• **Instruction**
Rewrite the data below, swapping "Might you point out" for "Could you mark" wherever it occurs and leaving everything else untouched.

• **Task data**
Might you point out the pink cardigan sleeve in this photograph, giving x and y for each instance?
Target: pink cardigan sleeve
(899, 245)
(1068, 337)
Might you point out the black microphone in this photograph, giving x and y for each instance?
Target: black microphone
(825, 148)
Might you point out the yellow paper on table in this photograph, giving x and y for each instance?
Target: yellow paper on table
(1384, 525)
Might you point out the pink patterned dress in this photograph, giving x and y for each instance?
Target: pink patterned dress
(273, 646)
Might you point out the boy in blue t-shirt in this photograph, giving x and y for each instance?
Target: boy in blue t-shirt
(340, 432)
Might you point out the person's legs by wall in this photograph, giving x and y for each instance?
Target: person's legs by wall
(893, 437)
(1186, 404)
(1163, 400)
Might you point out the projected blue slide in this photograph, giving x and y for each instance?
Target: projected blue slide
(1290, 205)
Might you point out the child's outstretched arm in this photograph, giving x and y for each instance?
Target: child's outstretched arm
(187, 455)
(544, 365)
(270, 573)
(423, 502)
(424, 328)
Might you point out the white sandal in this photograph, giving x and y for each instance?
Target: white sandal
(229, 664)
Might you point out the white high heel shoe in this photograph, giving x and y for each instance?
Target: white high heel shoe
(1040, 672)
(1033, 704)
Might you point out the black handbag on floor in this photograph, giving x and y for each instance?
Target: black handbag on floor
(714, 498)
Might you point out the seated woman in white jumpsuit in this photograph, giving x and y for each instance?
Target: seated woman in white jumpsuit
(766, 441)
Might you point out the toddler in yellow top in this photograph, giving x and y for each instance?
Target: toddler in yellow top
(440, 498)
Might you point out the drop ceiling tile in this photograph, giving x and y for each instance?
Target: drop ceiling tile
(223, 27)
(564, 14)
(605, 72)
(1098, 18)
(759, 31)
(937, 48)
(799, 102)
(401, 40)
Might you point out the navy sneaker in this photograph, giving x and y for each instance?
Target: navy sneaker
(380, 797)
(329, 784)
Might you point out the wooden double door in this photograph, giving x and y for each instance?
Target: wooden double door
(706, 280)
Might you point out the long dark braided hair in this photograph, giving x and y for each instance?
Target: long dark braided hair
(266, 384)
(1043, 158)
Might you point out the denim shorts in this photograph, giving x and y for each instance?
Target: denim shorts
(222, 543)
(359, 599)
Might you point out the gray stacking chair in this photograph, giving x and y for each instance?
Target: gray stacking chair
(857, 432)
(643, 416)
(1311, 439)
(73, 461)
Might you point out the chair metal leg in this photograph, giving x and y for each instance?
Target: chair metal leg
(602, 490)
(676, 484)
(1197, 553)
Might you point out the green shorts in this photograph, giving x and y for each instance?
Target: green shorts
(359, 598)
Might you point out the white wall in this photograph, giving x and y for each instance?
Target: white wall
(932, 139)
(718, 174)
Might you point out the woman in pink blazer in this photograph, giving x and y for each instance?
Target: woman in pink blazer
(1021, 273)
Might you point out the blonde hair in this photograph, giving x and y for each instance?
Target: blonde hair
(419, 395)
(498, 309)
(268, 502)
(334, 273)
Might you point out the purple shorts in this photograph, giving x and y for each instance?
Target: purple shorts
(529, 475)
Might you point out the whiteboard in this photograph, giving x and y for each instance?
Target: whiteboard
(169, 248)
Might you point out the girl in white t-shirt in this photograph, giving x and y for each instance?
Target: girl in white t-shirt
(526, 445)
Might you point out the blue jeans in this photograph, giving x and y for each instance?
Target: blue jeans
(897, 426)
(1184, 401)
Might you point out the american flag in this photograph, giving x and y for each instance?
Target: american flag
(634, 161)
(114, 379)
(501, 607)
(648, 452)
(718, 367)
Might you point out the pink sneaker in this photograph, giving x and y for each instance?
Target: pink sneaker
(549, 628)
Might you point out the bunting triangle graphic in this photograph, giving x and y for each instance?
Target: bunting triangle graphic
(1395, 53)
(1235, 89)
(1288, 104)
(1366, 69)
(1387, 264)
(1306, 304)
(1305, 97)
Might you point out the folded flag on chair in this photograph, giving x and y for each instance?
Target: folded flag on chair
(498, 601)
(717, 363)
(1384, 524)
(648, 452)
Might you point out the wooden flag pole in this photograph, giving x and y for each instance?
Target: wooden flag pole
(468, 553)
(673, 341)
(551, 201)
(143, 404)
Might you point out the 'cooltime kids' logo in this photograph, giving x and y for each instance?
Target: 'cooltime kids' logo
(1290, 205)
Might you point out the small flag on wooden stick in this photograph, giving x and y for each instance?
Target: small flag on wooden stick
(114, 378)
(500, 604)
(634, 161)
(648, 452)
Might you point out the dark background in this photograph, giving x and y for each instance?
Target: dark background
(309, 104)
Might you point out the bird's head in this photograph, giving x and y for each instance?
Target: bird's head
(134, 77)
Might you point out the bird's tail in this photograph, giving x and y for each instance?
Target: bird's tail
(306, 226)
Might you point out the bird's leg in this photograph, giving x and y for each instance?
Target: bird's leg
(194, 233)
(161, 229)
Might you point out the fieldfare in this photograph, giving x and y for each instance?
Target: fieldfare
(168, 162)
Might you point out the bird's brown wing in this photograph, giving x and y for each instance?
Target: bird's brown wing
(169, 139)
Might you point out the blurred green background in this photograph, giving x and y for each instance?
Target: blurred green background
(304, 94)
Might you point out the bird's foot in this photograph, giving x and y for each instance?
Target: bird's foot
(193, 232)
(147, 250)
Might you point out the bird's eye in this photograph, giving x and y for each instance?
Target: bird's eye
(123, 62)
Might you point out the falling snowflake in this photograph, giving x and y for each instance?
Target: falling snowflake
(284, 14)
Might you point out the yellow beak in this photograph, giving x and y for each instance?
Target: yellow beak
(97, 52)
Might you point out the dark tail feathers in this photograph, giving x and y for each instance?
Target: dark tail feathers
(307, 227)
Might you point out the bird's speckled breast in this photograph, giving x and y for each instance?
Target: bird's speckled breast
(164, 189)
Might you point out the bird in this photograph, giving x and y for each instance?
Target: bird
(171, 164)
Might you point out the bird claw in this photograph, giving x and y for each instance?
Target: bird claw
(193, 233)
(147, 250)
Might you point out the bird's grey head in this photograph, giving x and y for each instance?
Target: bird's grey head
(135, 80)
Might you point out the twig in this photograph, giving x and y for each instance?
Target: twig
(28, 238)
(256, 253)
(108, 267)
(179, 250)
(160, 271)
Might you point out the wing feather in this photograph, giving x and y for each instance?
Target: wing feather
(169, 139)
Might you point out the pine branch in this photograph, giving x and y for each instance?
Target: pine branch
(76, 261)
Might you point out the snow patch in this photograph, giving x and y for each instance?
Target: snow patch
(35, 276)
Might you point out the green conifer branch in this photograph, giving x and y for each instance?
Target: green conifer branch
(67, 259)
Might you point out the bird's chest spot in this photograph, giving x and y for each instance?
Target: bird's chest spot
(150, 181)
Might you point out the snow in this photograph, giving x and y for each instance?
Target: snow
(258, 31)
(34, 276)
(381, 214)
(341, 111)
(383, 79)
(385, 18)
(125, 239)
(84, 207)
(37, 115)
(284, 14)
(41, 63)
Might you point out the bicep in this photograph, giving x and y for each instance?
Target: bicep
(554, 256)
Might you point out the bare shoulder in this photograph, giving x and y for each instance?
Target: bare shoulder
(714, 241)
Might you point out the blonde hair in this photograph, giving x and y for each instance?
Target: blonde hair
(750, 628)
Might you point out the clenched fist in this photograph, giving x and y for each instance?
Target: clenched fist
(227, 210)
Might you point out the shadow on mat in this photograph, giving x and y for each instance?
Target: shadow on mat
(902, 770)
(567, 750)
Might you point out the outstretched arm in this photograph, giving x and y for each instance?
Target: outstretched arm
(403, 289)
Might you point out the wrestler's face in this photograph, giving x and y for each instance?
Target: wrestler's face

• **The result**
Could you mark the pink cardigan sleeve in this photograph, giving x and y for each instance?
Target: pink cardigan sleeve
(899, 245)
(1068, 337)
Could you mark the black microphone in this photograph, giving x and y for each instance?
Target: black microphone
(825, 148)
Could you mark the yellow paper on table in this photograph, giving x and y for each instance?
Target: yellow paper on table
(1384, 525)
Could you mark the pink patterned dress in this photograph, giving x and y for each instance?
Target: pink patterned dress
(273, 646)
Could you mark the boy in blue t-shirt in this photograph, giving x and y for each instance?
Target: boy in blue t-shirt
(340, 432)
Could you mark the person's legs by wall in this photograph, giving x and y for each instance?
Target: person's legs by wall
(893, 437)
(1186, 404)
(1163, 400)
Could you mark the projected blue slide in this photograph, giving x and y for each instance?
Target: projected blue slide
(1290, 205)
Could you mark the child's outstretched arm in this photograph, giving x and y for each instance?
Target: child's outstretched arm
(187, 455)
(544, 365)
(270, 573)
(423, 502)
(424, 328)
Could you mark the white sandal in this photograph, giving x and y for each instance?
Target: white sandal
(229, 664)
Could you mark the white high heel shoe in this photograph, giving x and y for each instance?
Target: white high heel shoe
(1040, 672)
(1033, 704)
Could you mark the black handbag on floor in this photograph, giving x and y for each instance?
Target: black handbag on floor
(714, 498)
Could you mark the seated woman in white jumpsuit in this photograph, giving x and y for each instance?
Target: seated woman in white jumpsuit
(766, 441)
Could you mark the toddler in yellow top in this photograph, giving x and y for each instance?
Target: toddler in yellow top
(440, 498)
Could you mark the drop ceiling tile in this photograph, giving x and y for each instance?
Target: drop ceiling tile
(223, 27)
(564, 14)
(605, 72)
(1098, 18)
(759, 31)
(937, 48)
(799, 102)
(401, 40)
Could you mark the navy sneaker in this photograph, giving x and y for each instance?
Target: navy sneaker
(380, 797)
(329, 784)
Could you mark the wooden double door in this photograph, giving x and y for each instance?
Target: wooden double door
(706, 280)
Could you mark the long dark braided hair in this photograph, giving x and y for each instance?
Target: long dark braided hair
(266, 384)
(1043, 158)
Could you mark the denim shorts in this photograph, giving x and y for each instance?
Target: denim shorts
(222, 543)
(359, 599)
Could you mark the gray stacking chair in this photograph, giving x and y for each instance?
Target: gray stacking chair
(857, 432)
(643, 416)
(1311, 439)
(73, 461)
Could you mark the chair metal leg in this photograph, giving x and y for each instance?
Target: chair metal leg
(602, 490)
(676, 484)
(1197, 553)
Could you mark the green shorts in this photograph, giving x and y for each instance?
Target: green shorts
(359, 598)
Could you mark the white wall in this photograph, giving x and y for each instance?
Target: white wall
(932, 139)
(718, 174)
Could you mark the woman in pink blazer in this photograph, giving x and y for each instance?
Target: woman in pink blazer
(1021, 273)
Could you mark the blonde hair in this photograph, giving x and y for each instance?
Target: blonde hair
(419, 395)
(498, 309)
(268, 502)
(334, 273)
Could you mark the purple shorts in this photograph, giving x and y for each instance?
Target: purple shorts
(529, 475)
Could you mark the whiteboard in this photograph, giving x and y for each instance?
Target: whiteboard
(169, 248)
Could you mark the girl in white t-shirt in this photograph, giving x and y for each instance?
Target: girl in white t-shirt
(526, 445)
Could you mark the blue jeans in this photograph, giving x and y for each instance?
Target: blue jeans
(897, 426)
(1184, 401)
Could you mark the american flag in this photograph, giving x and y for each instance?
Target: american flag
(634, 161)
(114, 379)
(501, 607)
(648, 452)
(718, 367)
Could you mark the pink sneaker in this photograph, giving x and y for each instance?
Target: pink sneaker
(549, 628)
Could you mark the bunting triangle graphic in this photograph, giving x and y for each instance?
Target: bunting triangle graphic
(1395, 53)
(1235, 89)
(1288, 104)
(1366, 69)
(1387, 264)
(1306, 304)
(1305, 97)
Could you mark the folded flag on chair in this photograph, giving x and y for each instance?
Target: folded flag on chair
(498, 601)
(717, 363)
(1384, 524)
(648, 452)
Could you mark the wooden flag pole in this photograph, giving x and y for each instance?
Target: wooden flag pole
(468, 553)
(673, 341)
(551, 201)
(143, 404)
Could you mark the 'cooltime kids' logo in this photograph, giving x and y for each instance?
Target: 'cooltime kids' logo
(1290, 205)
Could you mark the small flag on wooden stick in this photograph, giving x and y for each instance?
Target: small flag on wooden stick
(114, 378)
(500, 604)
(634, 161)
(648, 452)
Could you mark the dark background in this photograph, giving x and y for each instance?
Target: dark background
(309, 104)
Could you mark the bird's head in this photograph, giving x and y for each instance?
Target: bird's head
(134, 77)
Could you mark the bird's tail in this photograph, giving x and y for each instance?
Target: bird's tail
(306, 226)
Could you mark the bird's leg in this photograph, giving x and y for each instance?
Target: bird's leg
(194, 233)
(161, 229)
Could you mark the fieldfare in this photograph, giving x and y for each instance?
Target: fieldfare
(168, 162)
Could you mark the bird's brown wing in this photograph, giving x and y for each instance?
Target: bird's brown wing
(169, 139)
Could you mark the blurred green background in this photograph, giving x and y for each instance?
Target: blurred green background
(304, 94)
Could you mark the bird's foot in this photograph, giving x and y for each instance?
Target: bird's foot
(193, 232)
(147, 250)
Could you mark the bird's eye in this photograph, giving x and y for each instance?
Target: bird's eye
(123, 62)
Could you mark the falling snowflake in this photograph, giving x and y for each instance?
Target: falling snowflake
(284, 14)
Could you mark the yellow beak in this photograph, giving x and y for each instance?
Target: yellow beak
(97, 52)
Could you mark the dark tail feathers in this photograph, giving x and y for each instance?
Target: dark tail feathers
(307, 227)
Could you mark the bird's speckled breast in this photograph, giving x and y for each instance?
Target: bird's speckled breast
(164, 189)
Could you mark the bird in this photograph, giving x and y for each instance?
Target: bird
(171, 164)
Could you mark the bird claw in this photograph, giving x and y for each instance?
Target: bird claw
(193, 233)
(147, 250)
Could you mark the bird's grey head in this photograph, giving x and y for each instance?
Target: bird's grey head
(135, 80)
Could you mark the twig in this photograph, giving x and y for each instance?
Target: twig
(28, 238)
(256, 253)
(108, 267)
(179, 250)
(160, 271)
Could you mark the wing feather in this photograph, giving x and y for each instance?
Target: wing feather
(169, 139)
Could you mark the pine branch in this photograph, giving x and y for each instance?
Target: pine branch
(76, 261)
Could you mark the snow patch in this photograph, giving x and y for each instance?
Target: snow patch
(35, 276)
Could you mark the green conifer branch in this photograph, giving x and y for each instance?
Target: green conifer branch
(67, 259)
Could you mark the bird's chest spot in this photograph, giving x and y for each instance?
Target: bird's chest spot
(150, 181)
Could you mark the snow in this photograph, giving x and y for each instance?
Target: snow
(258, 31)
(34, 276)
(381, 214)
(341, 111)
(383, 79)
(385, 18)
(125, 239)
(84, 207)
(37, 115)
(284, 14)
(41, 63)
Could you mark the bicep in this photograph, giving x and y for each instance?
Target: bicep
(554, 256)
Could you mark the bare shoulder in this photograph, giving x and y for each instance?
Target: bare shoulder
(714, 241)
Could you mark the blonde hair in this photograph, giving x and y for each instance?
Target: blonde hair
(750, 628)
Could you mark the clenched fist in this photograph, giving x and y for each instance?
Target: clenched fist
(227, 210)
Could you mark the shadow on mat in this photograph, giving x and y for each instance?
Target: shadow on mat
(902, 770)
(567, 750)
Could you mark the outstretched arm in this photograph, giving x and y for each instance?
Target: outstretched arm
(403, 289)
Could you mark the wrestler's face in this photograph, giving x and y for each instance?
Target: wrestler's face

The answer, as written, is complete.